:: WORK TO DO ::
Copy out the lines from the one containing "Where can the yellow" through the end of the records, inclusive, swapping "concrete curb" for "stone curb" and leaving all else unchanged.
-- START RECORD SET --
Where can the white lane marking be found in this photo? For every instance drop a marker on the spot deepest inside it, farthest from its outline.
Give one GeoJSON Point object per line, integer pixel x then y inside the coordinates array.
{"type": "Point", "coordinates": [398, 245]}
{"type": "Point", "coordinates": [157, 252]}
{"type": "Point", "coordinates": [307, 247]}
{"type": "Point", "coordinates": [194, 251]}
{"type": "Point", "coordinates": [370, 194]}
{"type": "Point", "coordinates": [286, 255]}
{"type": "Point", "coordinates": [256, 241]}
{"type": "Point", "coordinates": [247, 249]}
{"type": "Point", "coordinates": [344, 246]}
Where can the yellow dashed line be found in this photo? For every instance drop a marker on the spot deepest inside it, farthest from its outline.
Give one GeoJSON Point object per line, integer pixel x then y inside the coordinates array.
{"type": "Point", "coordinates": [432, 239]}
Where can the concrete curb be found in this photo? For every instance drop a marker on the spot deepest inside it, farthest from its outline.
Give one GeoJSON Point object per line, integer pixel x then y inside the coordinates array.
-- END RECORD SET --
:: ANSWER FOR THIS EXERCISE ::
Where can the yellow dashed line be found in this photo? For every instance drop a marker on the spot deepest inside it, farthest from its outline.
Give one GeoJSON Point object per line, integer pixel x then y inside the coordinates array.
{"type": "Point", "coordinates": [432, 239]}
Where can the stone curb be found in this photo? For every instance drop a marker on the spot deepest inside it, farthest from its outline.
Give one GeoJSON Point object per line, integer pixel x then y inside the coordinates array.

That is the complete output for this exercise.